[DO THIS]: Present the following data again exactly as it is shown.

[EXTRACTED INFORMATION]:
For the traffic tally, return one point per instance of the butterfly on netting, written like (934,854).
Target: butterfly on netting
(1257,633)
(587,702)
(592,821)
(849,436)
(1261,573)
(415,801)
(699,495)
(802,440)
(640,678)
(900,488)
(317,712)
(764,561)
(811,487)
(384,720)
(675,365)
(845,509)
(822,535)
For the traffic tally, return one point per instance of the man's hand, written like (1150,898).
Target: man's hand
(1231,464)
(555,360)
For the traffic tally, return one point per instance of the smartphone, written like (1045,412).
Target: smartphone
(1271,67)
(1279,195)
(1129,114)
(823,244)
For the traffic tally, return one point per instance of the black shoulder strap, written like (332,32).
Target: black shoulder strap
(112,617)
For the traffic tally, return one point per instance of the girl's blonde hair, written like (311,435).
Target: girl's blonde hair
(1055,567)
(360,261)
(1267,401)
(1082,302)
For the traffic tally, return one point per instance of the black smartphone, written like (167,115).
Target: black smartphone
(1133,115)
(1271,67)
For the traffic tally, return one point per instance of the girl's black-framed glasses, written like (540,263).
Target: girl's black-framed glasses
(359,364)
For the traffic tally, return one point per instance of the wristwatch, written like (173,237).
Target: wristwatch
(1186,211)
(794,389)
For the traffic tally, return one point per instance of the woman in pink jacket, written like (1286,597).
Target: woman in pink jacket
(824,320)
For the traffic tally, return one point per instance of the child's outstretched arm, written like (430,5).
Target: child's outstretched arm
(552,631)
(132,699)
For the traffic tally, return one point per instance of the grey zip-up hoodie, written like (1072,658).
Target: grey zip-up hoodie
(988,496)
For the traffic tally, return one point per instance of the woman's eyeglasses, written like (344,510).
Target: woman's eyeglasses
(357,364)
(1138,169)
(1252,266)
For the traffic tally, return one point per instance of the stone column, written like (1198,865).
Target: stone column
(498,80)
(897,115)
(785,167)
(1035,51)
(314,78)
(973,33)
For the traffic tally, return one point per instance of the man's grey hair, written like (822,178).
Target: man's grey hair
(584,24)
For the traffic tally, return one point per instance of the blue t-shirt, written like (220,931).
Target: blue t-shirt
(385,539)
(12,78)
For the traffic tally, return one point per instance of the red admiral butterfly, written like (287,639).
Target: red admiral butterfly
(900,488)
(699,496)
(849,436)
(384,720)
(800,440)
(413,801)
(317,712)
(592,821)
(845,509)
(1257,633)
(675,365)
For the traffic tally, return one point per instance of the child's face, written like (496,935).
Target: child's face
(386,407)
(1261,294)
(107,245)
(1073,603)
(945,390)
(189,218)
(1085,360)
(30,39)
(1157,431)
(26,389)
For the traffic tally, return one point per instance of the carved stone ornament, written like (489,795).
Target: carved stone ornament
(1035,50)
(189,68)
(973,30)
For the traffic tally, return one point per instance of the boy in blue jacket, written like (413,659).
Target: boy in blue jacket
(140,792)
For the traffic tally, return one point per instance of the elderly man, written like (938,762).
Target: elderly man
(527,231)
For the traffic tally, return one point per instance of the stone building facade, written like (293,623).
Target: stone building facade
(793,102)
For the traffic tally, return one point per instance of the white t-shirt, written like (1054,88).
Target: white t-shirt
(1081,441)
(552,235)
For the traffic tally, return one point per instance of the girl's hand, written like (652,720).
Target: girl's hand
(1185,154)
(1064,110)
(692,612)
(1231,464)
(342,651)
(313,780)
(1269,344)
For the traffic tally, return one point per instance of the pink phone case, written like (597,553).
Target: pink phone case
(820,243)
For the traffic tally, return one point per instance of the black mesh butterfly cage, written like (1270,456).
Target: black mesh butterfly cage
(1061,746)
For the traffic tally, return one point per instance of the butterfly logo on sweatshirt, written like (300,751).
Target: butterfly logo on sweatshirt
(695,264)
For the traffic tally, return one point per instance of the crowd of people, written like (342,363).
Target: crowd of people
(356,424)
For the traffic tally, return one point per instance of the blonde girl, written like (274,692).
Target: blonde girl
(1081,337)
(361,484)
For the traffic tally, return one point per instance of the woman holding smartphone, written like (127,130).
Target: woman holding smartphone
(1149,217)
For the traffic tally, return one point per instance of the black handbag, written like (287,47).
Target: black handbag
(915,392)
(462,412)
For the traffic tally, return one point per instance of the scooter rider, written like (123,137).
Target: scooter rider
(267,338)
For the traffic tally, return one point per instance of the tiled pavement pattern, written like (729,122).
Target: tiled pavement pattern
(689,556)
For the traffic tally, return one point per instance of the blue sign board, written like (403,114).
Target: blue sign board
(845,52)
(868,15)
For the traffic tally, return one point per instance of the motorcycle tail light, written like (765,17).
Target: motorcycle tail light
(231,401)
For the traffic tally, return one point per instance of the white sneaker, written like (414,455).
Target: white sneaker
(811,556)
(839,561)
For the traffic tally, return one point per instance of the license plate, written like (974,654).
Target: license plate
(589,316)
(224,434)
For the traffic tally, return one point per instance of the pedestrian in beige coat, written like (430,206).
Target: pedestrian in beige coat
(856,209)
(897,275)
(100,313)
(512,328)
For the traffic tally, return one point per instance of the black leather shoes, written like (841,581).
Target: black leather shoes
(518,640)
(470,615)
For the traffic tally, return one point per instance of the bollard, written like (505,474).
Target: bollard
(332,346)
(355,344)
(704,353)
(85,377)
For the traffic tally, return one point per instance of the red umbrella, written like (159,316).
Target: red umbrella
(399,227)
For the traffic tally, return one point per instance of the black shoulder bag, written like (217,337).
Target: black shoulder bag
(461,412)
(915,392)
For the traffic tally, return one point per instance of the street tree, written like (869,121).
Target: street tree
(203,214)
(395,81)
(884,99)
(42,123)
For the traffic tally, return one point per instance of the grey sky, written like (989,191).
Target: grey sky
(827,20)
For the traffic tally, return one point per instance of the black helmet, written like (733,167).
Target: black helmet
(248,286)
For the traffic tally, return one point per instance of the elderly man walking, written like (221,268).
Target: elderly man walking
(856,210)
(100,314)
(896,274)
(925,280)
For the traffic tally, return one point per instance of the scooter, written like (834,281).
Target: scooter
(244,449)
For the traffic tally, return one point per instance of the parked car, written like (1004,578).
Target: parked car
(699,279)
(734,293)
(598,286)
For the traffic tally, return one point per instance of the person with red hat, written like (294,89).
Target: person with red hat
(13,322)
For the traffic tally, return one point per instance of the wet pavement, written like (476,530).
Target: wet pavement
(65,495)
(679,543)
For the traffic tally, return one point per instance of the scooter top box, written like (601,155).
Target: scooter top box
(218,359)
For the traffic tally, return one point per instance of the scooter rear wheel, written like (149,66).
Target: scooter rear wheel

[EXERCISE RESPONSE]:
For the traffic tally, return one point per instance of the butterfly on netting, written like (934,854).
Target: butterfly on netting
(1257,633)
(587,702)
(592,821)
(849,436)
(1261,573)
(415,801)
(699,495)
(802,440)
(640,678)
(900,488)
(317,712)
(764,561)
(811,487)
(384,720)
(675,365)
(845,509)
(822,535)
For the traffic tally, return one point per instance of the man's hand, written like (1150,898).
Target: man's hand
(1231,464)
(555,360)
For the traffic tally, return one point per instance of the smartphone, written like (1045,412).
Target: smartphone
(1271,67)
(1279,195)
(1129,114)
(823,244)
For the traffic tally, return one point per instance of the black shoulder strap, written like (332,32).
Target: black shoulder strap
(112,617)
For the traffic tally, return one point per instance of the girl's blonde hair, written like (311,435).
Target: girl's blonde hair
(1055,567)
(360,261)
(1267,401)
(1082,302)
For the traffic tally, return one point per instance of the black smartphone, written like (167,115).
Target: black smartphone
(1133,115)
(1271,67)
For the traffic tally, return one point per instance of the girl's black-framed glasses, written like (540,263).
Target: girl's black-framed glasses
(359,364)
For the traffic tally, return one point per instance of the wristwatch, written like (173,237).
Target: wristwatch
(1186,211)
(794,389)
For the traffic tally, return one point per instance of the woman in pink jacket, written like (1286,597).
Target: woman in pink jacket
(824,320)
For the traffic tally, return one point per instance of the child's outstretched arm, written like (430,5).
Target: child's outstretched arm
(552,631)
(132,699)
For the traffic tally, return one point per instance of the grey zip-up hoodie, written like (1072,658).
Target: grey zip-up hoodie
(988,496)
For the traffic tally, return one point per instance of the woman's eyeglasses, written like (344,510).
Target: woman's eyeglasses
(357,364)
(1138,169)
(1252,266)
For the traffic tally, return one point per instance of the stone column, written like (1198,865).
Target: stone column
(498,80)
(897,115)
(785,167)
(1035,51)
(314,78)
(973,33)
For the traffic tally, return one point per instance of the man's grey hair, written like (822,178).
Target: man's grey hair
(584,24)
For the traffic tally, return one point per instance of the blue t-shirt, written like (220,931).
Target: blue t-shirt
(385,539)
(12,78)
For the traffic tally, return one point per instance of the red admiral butterfly, written like (287,639).
Target: red admiral butterfly
(900,488)
(699,496)
(849,436)
(384,720)
(800,440)
(413,801)
(317,712)
(592,821)
(845,509)
(1257,633)
(675,365)
For the traffic tally, return one point per instance of the child's face, written like (496,935).
Target: child's face
(386,407)
(1261,294)
(107,245)
(1073,603)
(945,390)
(189,218)
(1085,360)
(30,39)
(1157,431)
(26,389)
For the traffic tally, return one point per instance of the carved stone ornament, written like (489,795).
Target: carved stone ornament
(1035,50)
(189,68)
(973,30)
For the traffic tally, return one point per instance of the boy in blue jacket, written like (413,659).
Target: boy in blue jacket
(140,792)
For the traffic tally, return one point per instance of the elderly man, written like (938,762).
Target: elderly man
(527,231)
For the traffic tally, return one point per instance of the stone building facade, written like (293,623).
Target: stone building facade
(793,102)
For the traffic tally, return one point per instance of the white t-shirt, written like (1054,88).
Target: white t-shirt
(1081,441)
(552,235)
For the traffic tally, return one point per instance of the girl's hand, written like (652,720).
Target: girl's hand
(1185,154)
(1064,110)
(692,612)
(1231,464)
(342,651)
(313,780)
(1269,344)
For the traffic tally, return one point per instance of the pink phone case, written like (597,553).
Target: pink phone case
(820,243)
For the traffic tally, return one point per instance of the black mesh butterfly cage, written like (1270,456).
Target: black mesh butterfly cage
(1061,746)
For the traffic tally, return one point per instance of the butterfly logo on sweatshirt, written like (300,751).
Target: butterfly logo on sweatshirt
(695,264)
For the traffic tally, return one point per instance of the crowd of people, written like (342,363).
Target: crowd of people
(356,424)
For the traffic tally, return one point per instance of the blonde girl, written like (274,692).
Target: blonde girl
(1081,337)
(361,484)
For the traffic tally, return one point per instance of the woman holding smartphone, written like (127,130).
Target: woman holding smartphone
(1149,217)
For the traffic tally, return one point per instance of the black handbag, written like (287,47).
Target: black handbag
(915,392)
(462,412)
For the traffic tally, return one point per instance of the scooter rider, written like (123,137).
Target: scooter rider
(267,338)
For the traffic tally, return one point per instance of the tiled pavement pattern, written like (729,122).
Target: tiled pavement pattern
(689,556)
For the traffic tally, return one point per instance of the blue sign board, written like (403,114).
Target: blue sign board
(845,52)
(868,15)
For the traffic tally, return one point per instance of the motorcycle tail light, written like (765,17).
Target: motorcycle tail light
(231,401)
For the traffic tally, return one point per instance of the white sneaker, written like (414,455).
Target: white sneaker
(811,556)
(839,561)
For the traffic tally, return one point per instance of the license plate, written like (974,654).
Target: license plate
(589,316)
(224,434)
For the traffic tally, return one point per instance of the pedestrian in beige coat, written like (430,206).
Target: pedestrian in beige coat
(856,209)
(897,275)
(100,313)
(512,328)
For the traffic tally, return one point per instance of the black leather shoes, written like (841,581).
Target: black leather shoes
(518,640)
(470,615)
For the traffic tally, return one point per instance of the bollard, written like (505,474).
Target: bollard
(332,346)
(355,344)
(704,353)
(85,377)
For the traffic tally, return one point per instance of the red umbrella, written like (159,316).
Target: red umbrella
(399,227)
For the traffic tally, return one point per instance of the black shoulder bag, written like (217,337).
Target: black shoulder bag
(461,412)
(915,392)
For the traffic tally, return one point per instance of the street tree, written like (869,121).
Target: street tree
(203,214)
(395,81)
(884,99)
(42,123)
For the traffic tally, return one point per instance of the grey sky, written like (989,191).
Target: grey sky
(827,20)
For the traffic tally, return one point per instance of the black helmet, written like (733,167).
Target: black helmet
(248,286)
For the traffic tally, return one point per instance of the elderly man walking, written like (221,268).
Target: elderly man walking
(856,210)
(100,314)
(896,274)
(925,280)
For the traffic tally, return one point per instance of the scooter, written like (834,281).
Target: scooter
(244,449)
For the traffic tally, return one point per instance of the parked car, written like (1004,578).
Target: parked car
(699,279)
(734,293)
(598,286)
For the traffic tally, return one point per instance of the person with red hat, written like (294,89).
Target: person with red hat
(13,322)
For the traffic tally, return one point per instance of the wet pavement, written like (476,530).
Target: wet pavement
(65,495)
(679,543)
For the traffic tally, return one point per instance of the scooter top box, written like (601,155).
Target: scooter top box
(218,359)
For the traffic tally, return one point per instance of the scooter rear wheel, written like (149,66).
Target: scooter rear wheel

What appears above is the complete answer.